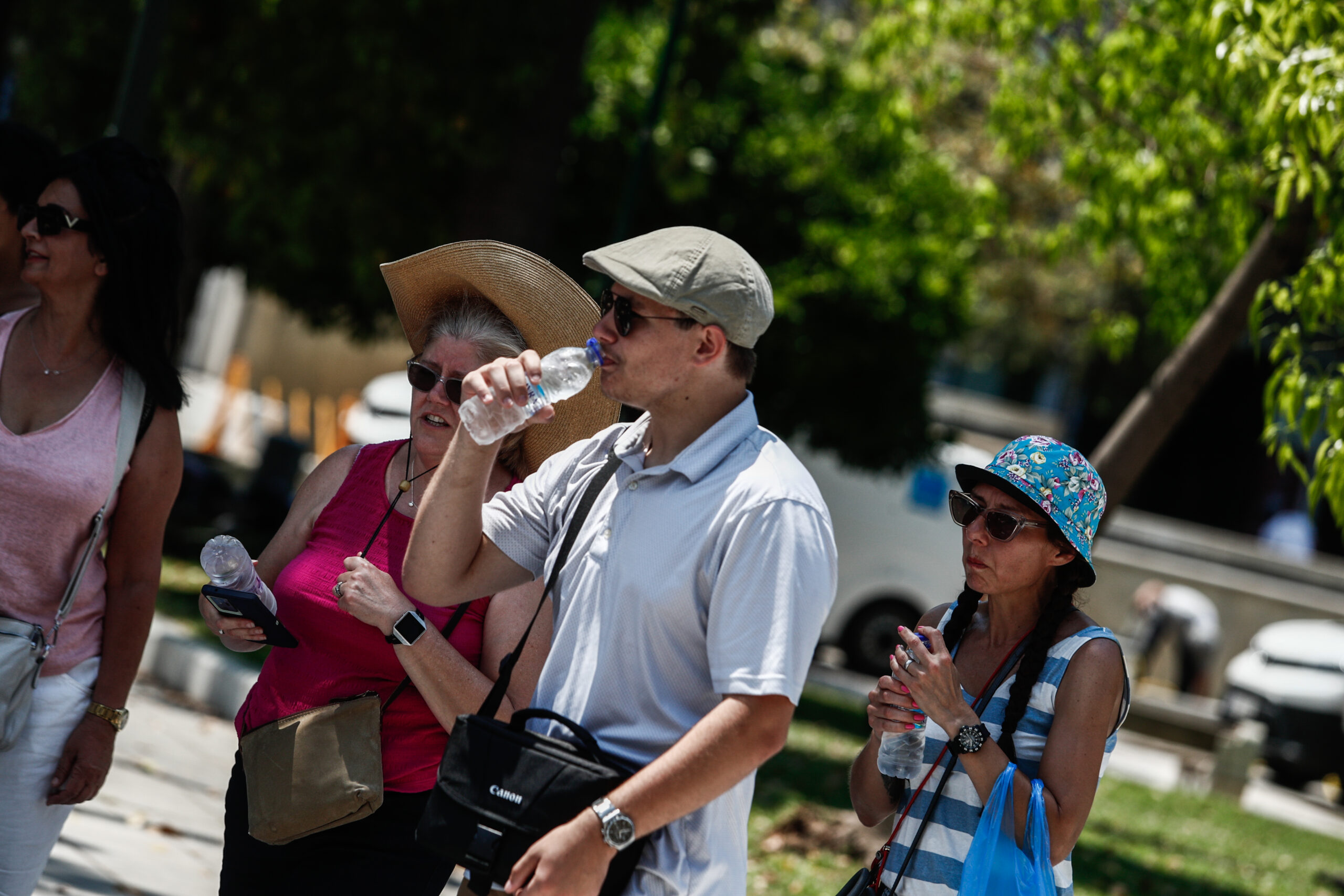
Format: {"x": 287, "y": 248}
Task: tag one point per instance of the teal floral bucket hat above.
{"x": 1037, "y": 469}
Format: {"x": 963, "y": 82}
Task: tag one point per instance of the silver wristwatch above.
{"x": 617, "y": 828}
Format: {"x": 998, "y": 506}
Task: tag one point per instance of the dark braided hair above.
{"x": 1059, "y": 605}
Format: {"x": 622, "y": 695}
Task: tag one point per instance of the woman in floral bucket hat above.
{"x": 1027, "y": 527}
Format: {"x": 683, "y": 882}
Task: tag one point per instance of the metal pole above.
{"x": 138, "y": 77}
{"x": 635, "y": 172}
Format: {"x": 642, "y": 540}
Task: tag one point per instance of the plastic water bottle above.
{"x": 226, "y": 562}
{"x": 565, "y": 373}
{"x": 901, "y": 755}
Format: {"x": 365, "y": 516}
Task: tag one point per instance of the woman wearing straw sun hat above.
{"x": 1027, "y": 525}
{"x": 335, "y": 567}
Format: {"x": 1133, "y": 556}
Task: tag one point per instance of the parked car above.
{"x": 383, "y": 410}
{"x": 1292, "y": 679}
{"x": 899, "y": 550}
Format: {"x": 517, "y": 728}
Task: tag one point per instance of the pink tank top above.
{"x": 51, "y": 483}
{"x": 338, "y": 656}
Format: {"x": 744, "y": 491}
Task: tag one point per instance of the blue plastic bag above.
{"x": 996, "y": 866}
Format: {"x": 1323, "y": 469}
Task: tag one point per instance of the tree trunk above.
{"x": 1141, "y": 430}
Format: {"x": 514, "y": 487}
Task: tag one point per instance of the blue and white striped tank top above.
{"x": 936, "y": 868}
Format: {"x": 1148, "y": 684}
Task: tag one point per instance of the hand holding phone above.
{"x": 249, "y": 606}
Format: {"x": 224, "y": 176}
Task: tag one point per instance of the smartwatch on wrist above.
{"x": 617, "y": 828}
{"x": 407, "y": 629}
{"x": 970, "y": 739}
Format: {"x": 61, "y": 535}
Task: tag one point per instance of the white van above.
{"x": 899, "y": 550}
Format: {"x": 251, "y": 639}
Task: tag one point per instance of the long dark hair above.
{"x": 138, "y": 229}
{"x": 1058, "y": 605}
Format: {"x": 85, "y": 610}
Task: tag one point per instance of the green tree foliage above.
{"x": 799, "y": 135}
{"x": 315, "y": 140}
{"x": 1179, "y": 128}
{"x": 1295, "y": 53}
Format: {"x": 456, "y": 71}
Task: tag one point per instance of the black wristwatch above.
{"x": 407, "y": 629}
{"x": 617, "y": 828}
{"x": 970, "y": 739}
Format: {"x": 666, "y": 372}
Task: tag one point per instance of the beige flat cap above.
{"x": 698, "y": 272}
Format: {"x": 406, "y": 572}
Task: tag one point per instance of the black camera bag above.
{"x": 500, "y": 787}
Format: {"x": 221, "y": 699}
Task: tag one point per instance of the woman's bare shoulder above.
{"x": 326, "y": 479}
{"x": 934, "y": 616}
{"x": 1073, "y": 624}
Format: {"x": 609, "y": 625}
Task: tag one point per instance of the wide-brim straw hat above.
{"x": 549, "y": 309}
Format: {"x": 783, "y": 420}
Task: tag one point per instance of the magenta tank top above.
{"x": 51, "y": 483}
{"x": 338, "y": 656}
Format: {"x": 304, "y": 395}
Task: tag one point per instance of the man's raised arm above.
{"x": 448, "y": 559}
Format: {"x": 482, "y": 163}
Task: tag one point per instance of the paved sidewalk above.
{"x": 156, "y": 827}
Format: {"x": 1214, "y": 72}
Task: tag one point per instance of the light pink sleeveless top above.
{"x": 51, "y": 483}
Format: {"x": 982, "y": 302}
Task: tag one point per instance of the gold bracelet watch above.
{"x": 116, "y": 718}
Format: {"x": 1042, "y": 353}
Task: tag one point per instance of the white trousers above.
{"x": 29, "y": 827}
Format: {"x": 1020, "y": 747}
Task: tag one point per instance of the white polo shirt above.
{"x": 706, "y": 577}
...
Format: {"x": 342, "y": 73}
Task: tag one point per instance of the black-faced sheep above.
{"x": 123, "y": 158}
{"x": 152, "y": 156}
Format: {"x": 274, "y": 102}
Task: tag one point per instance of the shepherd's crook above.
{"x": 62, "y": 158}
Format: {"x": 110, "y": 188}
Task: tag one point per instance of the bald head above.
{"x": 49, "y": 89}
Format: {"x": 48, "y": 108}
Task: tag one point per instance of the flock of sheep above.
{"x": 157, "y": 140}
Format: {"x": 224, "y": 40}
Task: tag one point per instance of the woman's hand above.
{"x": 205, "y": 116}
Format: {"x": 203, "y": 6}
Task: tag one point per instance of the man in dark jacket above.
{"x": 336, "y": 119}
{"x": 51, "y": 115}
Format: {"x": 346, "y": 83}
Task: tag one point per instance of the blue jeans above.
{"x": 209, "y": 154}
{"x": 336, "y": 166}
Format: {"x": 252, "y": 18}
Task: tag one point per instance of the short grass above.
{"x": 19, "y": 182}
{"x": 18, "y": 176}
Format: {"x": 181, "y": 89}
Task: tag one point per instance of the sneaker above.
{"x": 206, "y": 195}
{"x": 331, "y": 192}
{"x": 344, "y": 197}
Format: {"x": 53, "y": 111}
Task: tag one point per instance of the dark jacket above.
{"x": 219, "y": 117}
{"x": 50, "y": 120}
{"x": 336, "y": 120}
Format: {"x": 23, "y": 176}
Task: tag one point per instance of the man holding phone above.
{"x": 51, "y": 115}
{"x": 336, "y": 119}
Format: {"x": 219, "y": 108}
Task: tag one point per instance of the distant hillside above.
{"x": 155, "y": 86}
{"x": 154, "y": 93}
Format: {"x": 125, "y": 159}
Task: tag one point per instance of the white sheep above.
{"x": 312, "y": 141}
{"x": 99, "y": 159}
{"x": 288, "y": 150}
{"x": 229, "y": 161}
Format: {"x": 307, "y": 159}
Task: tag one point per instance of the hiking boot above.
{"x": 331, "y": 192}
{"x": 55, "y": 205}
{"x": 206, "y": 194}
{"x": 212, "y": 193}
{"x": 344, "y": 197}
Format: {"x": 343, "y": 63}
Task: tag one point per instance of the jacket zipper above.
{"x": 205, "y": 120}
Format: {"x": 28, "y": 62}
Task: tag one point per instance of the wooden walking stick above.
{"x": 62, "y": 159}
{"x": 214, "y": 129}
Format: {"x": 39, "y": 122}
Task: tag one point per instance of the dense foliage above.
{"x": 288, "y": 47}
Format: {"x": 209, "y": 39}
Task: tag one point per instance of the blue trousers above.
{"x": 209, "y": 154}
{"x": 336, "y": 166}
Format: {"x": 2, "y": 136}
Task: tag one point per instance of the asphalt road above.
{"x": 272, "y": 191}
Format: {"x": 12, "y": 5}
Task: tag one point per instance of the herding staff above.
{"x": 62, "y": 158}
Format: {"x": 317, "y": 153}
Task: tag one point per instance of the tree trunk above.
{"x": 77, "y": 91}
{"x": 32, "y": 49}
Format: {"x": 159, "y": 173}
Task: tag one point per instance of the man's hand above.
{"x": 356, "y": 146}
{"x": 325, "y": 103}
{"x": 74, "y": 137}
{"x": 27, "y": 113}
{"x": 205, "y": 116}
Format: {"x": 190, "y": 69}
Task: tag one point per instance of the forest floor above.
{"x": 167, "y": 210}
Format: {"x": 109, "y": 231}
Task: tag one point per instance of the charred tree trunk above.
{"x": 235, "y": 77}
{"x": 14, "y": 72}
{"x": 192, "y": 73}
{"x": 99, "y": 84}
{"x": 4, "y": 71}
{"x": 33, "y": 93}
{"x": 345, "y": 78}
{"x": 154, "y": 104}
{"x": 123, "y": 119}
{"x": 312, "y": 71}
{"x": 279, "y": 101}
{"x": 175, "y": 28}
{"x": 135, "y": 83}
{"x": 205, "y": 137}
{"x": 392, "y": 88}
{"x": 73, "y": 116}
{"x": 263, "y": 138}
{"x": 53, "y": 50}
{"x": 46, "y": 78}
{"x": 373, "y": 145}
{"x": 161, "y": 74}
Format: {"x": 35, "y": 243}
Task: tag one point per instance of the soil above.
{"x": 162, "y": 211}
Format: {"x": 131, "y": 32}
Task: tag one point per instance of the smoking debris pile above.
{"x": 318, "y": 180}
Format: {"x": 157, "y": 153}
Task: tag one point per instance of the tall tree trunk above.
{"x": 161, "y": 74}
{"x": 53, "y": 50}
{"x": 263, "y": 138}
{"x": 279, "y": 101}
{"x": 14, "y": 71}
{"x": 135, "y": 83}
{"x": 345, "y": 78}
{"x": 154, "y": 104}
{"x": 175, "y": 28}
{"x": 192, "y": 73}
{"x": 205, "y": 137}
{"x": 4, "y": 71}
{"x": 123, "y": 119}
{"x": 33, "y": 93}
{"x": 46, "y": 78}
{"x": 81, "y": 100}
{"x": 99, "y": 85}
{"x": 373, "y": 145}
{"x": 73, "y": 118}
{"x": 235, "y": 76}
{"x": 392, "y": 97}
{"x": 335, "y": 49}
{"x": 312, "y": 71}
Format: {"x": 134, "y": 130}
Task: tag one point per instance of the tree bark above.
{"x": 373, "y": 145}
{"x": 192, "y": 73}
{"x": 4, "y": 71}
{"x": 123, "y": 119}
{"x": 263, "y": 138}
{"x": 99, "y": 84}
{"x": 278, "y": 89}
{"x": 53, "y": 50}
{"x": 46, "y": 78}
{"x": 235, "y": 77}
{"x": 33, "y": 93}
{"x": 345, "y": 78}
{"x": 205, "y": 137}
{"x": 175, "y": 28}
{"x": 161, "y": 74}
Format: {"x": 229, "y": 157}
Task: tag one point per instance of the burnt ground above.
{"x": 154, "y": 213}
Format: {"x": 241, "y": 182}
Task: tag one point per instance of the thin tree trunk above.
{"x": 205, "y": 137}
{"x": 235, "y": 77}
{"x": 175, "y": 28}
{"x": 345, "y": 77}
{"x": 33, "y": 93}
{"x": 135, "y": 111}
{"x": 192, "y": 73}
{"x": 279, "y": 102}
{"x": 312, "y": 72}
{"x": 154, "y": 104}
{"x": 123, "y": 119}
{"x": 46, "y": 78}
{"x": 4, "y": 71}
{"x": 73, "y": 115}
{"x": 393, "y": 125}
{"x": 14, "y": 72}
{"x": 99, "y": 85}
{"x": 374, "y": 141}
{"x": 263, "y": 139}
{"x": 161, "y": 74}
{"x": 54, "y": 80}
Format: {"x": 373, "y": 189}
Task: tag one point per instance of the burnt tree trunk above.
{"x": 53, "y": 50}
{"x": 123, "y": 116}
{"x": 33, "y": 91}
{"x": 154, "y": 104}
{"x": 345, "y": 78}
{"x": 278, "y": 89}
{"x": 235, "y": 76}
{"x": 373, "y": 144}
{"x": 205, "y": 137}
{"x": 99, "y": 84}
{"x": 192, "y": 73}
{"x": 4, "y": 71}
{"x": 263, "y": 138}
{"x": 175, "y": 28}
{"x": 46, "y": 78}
...
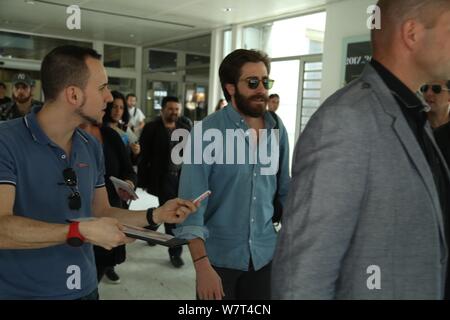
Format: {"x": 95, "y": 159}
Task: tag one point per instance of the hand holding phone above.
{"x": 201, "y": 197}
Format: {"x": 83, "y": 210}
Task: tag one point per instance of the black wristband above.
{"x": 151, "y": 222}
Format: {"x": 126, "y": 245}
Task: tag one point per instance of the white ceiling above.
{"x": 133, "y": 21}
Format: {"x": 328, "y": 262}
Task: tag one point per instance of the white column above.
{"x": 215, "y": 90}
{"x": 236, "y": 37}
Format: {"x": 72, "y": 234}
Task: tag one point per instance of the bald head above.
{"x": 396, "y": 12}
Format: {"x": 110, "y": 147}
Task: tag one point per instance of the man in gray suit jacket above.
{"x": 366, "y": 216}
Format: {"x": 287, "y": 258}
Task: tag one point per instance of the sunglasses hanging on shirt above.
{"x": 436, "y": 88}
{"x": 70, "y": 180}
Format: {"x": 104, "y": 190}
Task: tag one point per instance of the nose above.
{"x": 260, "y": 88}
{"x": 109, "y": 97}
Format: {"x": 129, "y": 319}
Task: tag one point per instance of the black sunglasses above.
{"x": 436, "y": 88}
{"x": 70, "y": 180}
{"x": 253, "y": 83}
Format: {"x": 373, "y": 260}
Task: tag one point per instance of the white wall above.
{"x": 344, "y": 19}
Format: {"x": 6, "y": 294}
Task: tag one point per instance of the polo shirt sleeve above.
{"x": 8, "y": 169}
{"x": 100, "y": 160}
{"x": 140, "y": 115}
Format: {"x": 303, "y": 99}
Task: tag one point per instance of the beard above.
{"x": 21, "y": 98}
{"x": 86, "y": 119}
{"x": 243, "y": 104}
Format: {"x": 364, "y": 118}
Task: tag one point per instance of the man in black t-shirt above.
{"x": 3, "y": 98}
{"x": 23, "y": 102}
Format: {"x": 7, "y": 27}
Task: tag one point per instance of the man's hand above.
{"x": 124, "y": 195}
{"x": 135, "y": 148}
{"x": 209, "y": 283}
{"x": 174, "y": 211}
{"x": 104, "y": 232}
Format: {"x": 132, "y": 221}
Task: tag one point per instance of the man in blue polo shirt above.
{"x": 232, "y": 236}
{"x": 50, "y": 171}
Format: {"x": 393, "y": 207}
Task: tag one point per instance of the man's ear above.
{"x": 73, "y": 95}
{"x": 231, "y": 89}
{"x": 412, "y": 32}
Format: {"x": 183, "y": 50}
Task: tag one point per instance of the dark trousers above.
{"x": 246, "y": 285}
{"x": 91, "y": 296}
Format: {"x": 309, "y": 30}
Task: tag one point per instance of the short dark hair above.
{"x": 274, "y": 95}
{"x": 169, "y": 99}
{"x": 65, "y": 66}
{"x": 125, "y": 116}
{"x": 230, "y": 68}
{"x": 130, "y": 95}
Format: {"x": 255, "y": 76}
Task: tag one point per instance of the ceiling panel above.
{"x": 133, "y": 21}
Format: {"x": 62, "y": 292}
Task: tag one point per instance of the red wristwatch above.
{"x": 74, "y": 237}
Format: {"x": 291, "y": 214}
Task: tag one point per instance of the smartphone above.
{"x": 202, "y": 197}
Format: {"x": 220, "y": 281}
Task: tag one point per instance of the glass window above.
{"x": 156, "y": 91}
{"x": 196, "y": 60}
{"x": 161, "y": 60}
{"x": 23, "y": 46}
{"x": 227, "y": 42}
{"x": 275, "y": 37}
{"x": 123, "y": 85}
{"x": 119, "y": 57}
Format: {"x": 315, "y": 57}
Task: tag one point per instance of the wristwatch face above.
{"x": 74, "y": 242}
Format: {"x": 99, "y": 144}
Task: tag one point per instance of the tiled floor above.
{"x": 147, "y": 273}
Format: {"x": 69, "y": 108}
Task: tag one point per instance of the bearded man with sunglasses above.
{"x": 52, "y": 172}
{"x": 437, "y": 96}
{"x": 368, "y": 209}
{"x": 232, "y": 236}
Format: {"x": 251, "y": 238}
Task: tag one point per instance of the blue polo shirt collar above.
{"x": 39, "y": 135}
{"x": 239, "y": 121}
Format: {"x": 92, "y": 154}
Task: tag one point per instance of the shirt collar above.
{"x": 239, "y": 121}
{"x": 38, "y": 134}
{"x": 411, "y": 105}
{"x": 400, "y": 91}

**What is being asked**.
Which rows above contain the string "straw", with case counting? Copy each of those rows in full.

**Exercise solution**.
Task: tag one point per instance of the woman wearing straw sun hat above.
Task: tag one point per instance of the wide-brim straw hat above.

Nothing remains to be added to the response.